> _Tasks to perform_
A) In the Shepherdstown battle text, on what date did the Southern soldiers withdraw?
B) Write out the Shepherdstown battle text again, everything from "In the early" down to "over the Potomac.", swapping "Regulars" for "regular troops".

> _Passage shown_
-=-=-=-=-
A wheatfield extends to the background in an early summer green. A walking path has been mowed along the border and it curves back toward a tree line in the background.
A wheatfield view from Trough Road/Vidom Farm Lane to the northeast in Shepherdstown, WV.

Jefferson County Historic Landmarks Commission

Recipient: Jefferson County Farmland Protection Board


Amount: $492,097.00
Acres: 149.60

In the early fall of 1862, residents of Shepherdstown, Virginia reported hearing the pop and roll of artillery fire from nearby Sharpsburg, Maryland, as Union and Confederate armies engaged along the Antietam Creek. The bloodiest day of the Civil War, the battle ended in a tense tactical standoff, leaving both armies battered, and waiting for the other’s next move.

Withdrawing on September 19, Southern soldiers redeployed on the west bank of the Potomac River, east of Shepherdstown, to prevent Union forces from cutting off their retreat. Meanwhile, northern troops deployed nearly 70 pieces of artillery to support the river crossing of Brigadier General George Sykes Division. Attacking the next day, Sykes placed a brigade of U.S. Regulars at the front of his advance. Counter-attacked by six Confederate brigades, the Regulars and their supporting units were forced back over the Potomac.
-=-=-=-=-
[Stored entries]
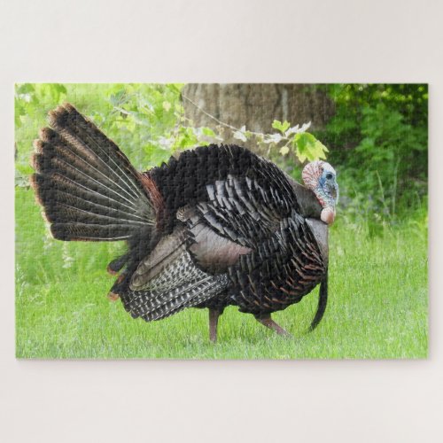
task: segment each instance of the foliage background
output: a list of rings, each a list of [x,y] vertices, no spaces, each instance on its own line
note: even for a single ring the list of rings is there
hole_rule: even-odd
[[[232,130],[240,144],[250,137],[267,144],[268,156],[295,178],[301,160],[325,156],[338,171],[341,200],[330,233],[327,315],[318,331],[307,336],[315,297],[279,313],[277,321],[296,337],[282,341],[229,308],[221,322],[220,343],[213,346],[201,311],[145,324],[131,321],[120,304],[107,307],[104,296],[112,283],[104,269],[123,245],[51,239],[27,176],[32,140],[45,126],[47,112],[64,101],[90,117],[139,169],[183,149],[221,143],[220,135],[185,119],[182,84],[17,85],[17,355],[425,356],[427,86],[315,87],[336,106],[325,128],[308,133],[307,122],[276,120],[271,134],[253,134],[242,122]]]

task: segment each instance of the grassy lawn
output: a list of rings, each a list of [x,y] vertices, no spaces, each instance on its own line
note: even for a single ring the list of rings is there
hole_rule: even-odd
[[[369,237],[340,222],[330,231],[330,302],[318,328],[317,290],[274,318],[285,339],[228,308],[219,341],[207,311],[160,322],[133,320],[106,293],[107,263],[122,244],[48,238],[30,190],[16,192],[16,354],[19,358],[323,359],[425,358],[427,233],[409,223]]]

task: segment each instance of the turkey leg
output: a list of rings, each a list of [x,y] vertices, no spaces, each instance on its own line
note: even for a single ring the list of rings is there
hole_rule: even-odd
[[[209,339],[213,343],[217,341],[217,324],[221,314],[218,309],[209,308]]]
[[[283,337],[292,337],[289,332],[284,330],[281,326],[279,326],[274,320],[271,318],[270,314],[265,314],[262,315],[255,315],[255,318],[258,322],[260,322],[263,326],[275,330],[278,335]]]

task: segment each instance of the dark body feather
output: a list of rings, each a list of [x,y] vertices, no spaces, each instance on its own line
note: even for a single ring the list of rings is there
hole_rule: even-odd
[[[327,275],[315,196],[235,145],[183,152],[144,174],[66,105],[42,131],[32,177],[62,240],[128,242],[112,288],[135,318],[237,305],[263,316],[299,302]]]

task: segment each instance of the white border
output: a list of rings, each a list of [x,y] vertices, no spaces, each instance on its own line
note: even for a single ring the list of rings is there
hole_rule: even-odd
[[[2,0],[0,440],[440,441],[442,4]],[[430,358],[16,361],[12,87],[23,81],[428,82]]]

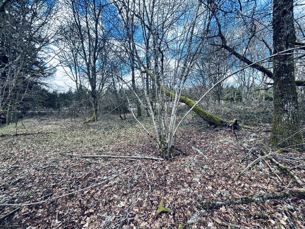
-=-=-=-=-
> _In response_
A) September 19

B)
In the early fall of 1862, residents of Shepherdstown, Virginia reported hearing the pop and roll of artillery fire from nearby Sharpsburg, Maryland, as Union and Confederate armies engaged along the Antietam Creek. The bloodiest day of the Civil War, the battle ended in a tense tactical standoff, leaving both armies battered, and waiting for the other’s next move.

Withdrawing on September 19, Southern soldiers redeployed on the west bank of the Potomac River, east of Shepherdstown, to prevent Union forces from cutting off their retreat. Meanwhile, northern troops deployed nearly 70 pieces of artillery to support the river crossing of Brigadier General George Sykes Division. Attacking the next day, Sykes placed a brigade of U.S. regular troops at the front of his advance. Counter-attacked by six Confederate brigades, the regular troops and their supporting units were forced back over the Potomac.